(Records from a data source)
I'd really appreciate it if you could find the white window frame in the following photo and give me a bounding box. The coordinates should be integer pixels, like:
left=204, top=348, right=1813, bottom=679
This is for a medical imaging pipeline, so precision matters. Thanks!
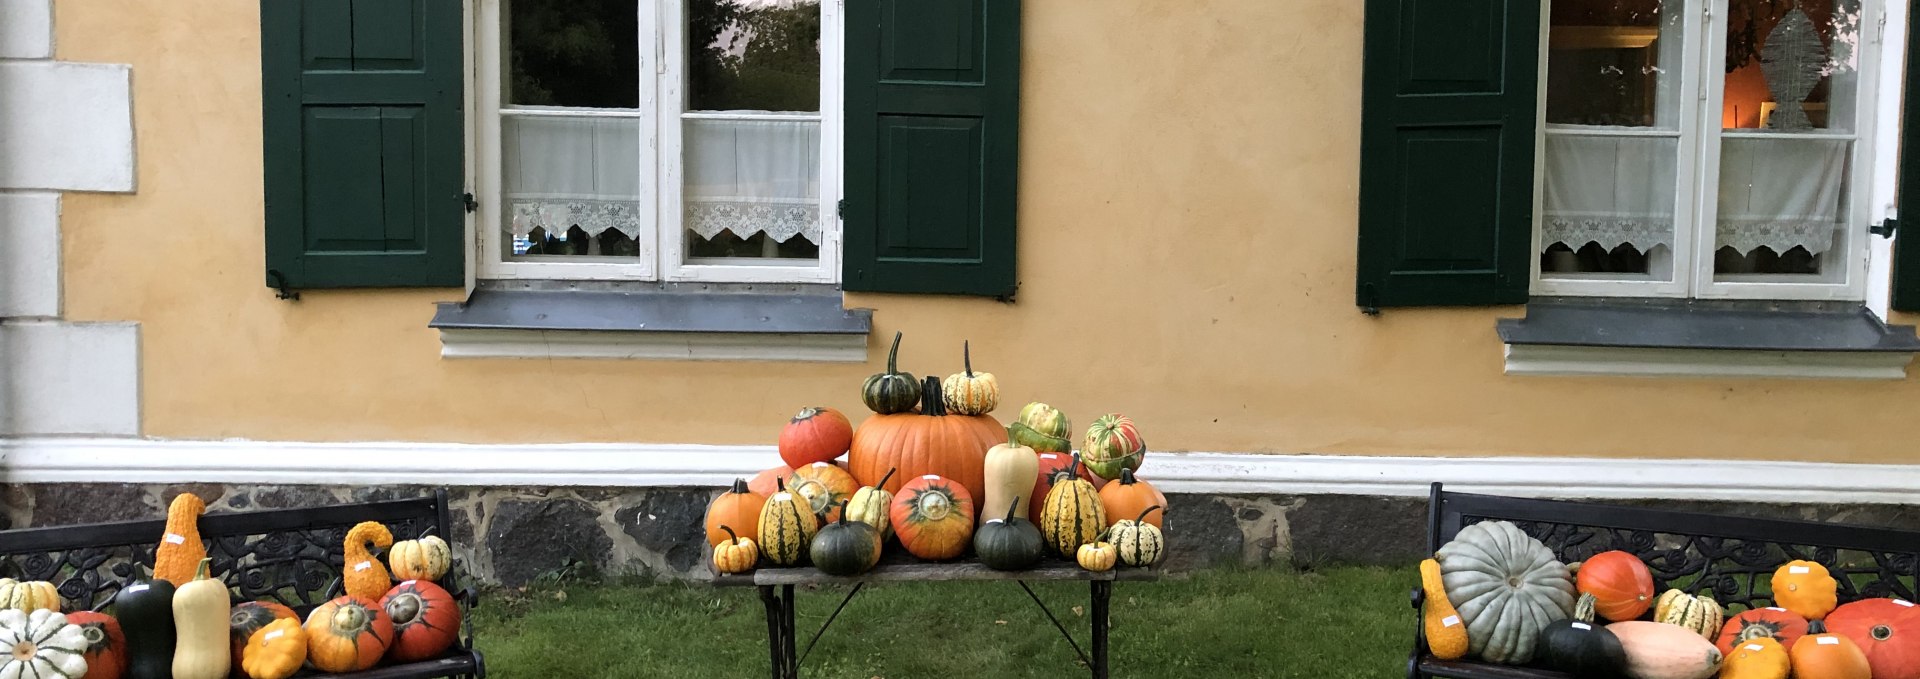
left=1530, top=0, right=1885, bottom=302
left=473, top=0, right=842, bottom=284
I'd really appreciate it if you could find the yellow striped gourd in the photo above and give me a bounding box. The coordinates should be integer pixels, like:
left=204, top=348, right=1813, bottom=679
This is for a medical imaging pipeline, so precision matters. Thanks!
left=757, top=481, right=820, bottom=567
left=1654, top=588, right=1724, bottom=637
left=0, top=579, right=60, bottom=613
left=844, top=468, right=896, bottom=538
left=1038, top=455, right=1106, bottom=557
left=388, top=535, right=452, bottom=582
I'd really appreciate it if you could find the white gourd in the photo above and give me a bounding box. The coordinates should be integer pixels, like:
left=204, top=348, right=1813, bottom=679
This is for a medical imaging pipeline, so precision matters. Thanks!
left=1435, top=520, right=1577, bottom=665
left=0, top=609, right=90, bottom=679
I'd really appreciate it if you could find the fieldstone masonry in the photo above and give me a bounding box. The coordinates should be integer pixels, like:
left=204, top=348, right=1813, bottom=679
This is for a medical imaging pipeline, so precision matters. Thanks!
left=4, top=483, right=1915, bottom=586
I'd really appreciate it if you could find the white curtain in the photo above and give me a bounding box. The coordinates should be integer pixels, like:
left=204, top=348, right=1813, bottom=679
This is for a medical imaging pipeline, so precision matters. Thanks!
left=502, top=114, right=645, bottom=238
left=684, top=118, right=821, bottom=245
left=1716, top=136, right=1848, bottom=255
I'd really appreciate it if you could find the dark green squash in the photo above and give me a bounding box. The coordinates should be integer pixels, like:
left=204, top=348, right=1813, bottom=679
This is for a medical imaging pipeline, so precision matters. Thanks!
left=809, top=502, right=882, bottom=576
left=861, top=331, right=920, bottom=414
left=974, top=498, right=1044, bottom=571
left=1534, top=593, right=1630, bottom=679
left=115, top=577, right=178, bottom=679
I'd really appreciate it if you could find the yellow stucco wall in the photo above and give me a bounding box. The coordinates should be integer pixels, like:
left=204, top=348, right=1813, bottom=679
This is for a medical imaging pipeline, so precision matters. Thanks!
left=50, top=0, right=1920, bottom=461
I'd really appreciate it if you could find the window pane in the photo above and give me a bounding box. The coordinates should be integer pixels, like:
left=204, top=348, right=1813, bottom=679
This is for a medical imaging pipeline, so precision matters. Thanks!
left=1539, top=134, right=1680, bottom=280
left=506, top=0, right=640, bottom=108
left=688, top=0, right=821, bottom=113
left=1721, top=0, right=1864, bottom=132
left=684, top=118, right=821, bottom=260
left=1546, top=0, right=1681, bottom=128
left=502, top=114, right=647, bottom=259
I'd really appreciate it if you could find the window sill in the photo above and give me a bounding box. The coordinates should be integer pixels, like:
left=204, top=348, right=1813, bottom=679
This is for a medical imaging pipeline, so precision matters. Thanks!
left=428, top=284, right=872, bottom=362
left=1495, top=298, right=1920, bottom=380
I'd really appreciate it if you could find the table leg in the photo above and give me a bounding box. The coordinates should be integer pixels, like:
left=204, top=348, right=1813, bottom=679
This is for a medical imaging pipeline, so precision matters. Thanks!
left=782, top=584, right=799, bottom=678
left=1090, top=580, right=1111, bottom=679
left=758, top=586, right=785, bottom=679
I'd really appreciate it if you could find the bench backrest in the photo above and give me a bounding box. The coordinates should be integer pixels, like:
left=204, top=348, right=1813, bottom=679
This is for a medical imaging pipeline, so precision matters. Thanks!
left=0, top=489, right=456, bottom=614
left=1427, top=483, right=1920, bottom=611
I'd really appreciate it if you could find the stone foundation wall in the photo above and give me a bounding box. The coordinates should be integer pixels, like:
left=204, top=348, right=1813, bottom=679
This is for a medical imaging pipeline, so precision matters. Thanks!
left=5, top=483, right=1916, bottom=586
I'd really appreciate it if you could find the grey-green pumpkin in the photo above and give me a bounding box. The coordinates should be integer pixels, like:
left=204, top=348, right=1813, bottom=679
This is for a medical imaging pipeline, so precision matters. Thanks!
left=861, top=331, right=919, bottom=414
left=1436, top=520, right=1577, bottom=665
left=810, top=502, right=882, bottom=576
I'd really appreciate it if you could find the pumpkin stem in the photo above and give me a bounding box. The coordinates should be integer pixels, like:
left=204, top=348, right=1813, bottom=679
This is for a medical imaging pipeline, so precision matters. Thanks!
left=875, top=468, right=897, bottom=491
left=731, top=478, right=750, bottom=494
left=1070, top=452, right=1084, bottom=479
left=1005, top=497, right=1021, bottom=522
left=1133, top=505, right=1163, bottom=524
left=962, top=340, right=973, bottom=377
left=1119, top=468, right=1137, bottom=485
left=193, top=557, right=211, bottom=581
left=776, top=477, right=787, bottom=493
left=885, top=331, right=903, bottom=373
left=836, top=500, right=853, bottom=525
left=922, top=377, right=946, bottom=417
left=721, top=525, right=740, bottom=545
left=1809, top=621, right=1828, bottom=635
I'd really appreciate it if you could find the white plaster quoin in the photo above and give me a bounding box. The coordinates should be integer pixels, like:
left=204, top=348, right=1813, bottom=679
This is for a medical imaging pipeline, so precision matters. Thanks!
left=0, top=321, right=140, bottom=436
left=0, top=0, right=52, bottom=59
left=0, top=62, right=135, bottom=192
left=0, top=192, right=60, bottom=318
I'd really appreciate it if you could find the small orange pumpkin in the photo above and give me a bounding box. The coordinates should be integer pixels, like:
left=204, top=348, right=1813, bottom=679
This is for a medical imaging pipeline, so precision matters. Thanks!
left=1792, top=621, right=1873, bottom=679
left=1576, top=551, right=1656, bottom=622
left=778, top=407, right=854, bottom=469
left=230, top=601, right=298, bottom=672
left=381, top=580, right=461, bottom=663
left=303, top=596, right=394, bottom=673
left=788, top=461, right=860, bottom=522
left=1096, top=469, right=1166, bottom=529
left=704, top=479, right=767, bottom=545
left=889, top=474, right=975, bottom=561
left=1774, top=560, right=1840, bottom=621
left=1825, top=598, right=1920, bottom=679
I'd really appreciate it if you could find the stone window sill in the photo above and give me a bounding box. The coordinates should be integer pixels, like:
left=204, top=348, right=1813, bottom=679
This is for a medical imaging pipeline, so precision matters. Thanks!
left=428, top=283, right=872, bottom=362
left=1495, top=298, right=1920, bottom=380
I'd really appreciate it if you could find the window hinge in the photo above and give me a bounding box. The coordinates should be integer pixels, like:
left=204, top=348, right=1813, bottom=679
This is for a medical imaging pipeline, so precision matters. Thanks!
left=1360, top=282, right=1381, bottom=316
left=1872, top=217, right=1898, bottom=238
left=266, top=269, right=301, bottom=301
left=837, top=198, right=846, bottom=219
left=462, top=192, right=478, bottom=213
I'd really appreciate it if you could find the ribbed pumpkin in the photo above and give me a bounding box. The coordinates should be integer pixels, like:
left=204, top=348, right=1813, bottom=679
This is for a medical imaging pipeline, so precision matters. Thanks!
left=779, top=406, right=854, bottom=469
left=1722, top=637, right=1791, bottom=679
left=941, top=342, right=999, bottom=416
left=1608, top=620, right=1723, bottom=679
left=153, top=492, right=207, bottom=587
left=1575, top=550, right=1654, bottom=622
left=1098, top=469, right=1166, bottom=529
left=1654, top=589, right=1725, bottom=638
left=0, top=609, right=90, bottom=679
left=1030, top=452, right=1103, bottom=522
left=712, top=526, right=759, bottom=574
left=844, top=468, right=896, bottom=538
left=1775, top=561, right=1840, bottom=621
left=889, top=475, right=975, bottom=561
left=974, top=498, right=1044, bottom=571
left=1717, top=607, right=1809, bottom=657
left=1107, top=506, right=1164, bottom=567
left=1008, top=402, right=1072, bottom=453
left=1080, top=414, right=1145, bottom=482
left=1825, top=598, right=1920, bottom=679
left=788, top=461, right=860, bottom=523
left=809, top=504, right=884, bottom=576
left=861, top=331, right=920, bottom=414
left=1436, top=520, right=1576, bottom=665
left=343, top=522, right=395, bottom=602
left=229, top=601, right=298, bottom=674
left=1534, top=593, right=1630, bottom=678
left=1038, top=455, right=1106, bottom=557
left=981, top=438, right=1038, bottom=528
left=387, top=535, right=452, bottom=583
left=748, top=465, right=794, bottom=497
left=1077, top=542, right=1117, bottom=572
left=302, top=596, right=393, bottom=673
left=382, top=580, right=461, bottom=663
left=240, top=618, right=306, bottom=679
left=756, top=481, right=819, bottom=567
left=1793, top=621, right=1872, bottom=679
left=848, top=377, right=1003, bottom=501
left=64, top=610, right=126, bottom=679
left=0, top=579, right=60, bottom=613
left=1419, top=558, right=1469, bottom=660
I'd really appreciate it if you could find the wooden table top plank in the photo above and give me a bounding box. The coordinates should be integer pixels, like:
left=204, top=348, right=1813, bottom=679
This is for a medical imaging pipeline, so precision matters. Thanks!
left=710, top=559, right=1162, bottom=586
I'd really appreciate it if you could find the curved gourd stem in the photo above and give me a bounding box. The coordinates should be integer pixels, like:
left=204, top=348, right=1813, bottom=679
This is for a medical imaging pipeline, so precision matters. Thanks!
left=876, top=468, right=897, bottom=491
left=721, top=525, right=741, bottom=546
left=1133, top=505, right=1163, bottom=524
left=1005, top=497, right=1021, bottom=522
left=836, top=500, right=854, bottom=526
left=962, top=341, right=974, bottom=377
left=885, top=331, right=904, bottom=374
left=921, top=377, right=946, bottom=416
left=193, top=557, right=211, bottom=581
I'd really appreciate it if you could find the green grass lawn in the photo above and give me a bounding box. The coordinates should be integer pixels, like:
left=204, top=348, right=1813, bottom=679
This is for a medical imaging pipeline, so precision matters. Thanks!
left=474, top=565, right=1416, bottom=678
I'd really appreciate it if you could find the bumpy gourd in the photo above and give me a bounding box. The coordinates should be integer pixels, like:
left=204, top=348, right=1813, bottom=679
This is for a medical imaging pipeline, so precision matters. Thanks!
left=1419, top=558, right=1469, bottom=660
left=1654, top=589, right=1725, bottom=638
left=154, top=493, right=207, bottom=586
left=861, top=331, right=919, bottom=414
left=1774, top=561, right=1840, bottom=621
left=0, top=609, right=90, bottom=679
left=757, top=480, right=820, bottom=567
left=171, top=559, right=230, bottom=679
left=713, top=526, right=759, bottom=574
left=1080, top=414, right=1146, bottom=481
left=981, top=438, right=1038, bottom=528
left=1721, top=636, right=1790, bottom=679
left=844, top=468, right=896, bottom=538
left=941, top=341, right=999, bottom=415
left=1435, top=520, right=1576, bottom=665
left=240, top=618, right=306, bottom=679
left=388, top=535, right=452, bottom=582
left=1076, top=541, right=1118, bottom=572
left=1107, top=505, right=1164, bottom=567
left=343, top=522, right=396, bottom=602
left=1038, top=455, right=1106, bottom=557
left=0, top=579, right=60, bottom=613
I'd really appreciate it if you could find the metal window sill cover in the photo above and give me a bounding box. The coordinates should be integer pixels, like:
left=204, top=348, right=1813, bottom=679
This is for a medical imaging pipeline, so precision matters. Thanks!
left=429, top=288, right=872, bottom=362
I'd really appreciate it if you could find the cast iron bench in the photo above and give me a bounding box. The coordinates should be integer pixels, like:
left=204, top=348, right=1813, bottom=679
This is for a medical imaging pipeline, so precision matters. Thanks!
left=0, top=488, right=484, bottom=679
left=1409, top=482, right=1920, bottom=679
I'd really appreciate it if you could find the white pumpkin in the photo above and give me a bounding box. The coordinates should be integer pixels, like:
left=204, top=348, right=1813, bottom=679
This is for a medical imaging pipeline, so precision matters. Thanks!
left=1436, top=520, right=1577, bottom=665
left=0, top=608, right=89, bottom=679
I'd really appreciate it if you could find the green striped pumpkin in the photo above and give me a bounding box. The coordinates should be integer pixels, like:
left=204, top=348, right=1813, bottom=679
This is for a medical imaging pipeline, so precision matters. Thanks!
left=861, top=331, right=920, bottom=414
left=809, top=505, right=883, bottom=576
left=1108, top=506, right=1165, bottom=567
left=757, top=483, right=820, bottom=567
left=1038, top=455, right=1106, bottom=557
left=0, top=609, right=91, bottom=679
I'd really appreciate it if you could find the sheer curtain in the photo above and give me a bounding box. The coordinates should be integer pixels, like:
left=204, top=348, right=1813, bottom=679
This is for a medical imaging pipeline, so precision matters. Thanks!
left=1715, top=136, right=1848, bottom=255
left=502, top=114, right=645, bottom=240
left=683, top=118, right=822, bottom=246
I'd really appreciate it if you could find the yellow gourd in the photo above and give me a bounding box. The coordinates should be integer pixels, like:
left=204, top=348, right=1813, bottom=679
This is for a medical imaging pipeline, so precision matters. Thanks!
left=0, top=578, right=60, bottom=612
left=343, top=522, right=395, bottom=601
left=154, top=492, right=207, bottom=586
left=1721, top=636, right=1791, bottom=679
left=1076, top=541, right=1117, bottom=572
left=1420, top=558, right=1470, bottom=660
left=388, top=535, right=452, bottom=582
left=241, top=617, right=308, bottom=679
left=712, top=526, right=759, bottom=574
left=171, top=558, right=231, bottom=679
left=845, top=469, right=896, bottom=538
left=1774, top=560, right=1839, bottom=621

**What to produce:** Copy every line in the data above that has the string "curtain" in it.

**Worked solution:**
I'd really appreciate it if you could find the white curtain in the photo above and give me a bounding box. The coordinates should be integer pixels, like:
I'd really appreciate it if you could find the sheer curtain in the photo above and give me a bounding box. The coordinates should be integer pixels, like:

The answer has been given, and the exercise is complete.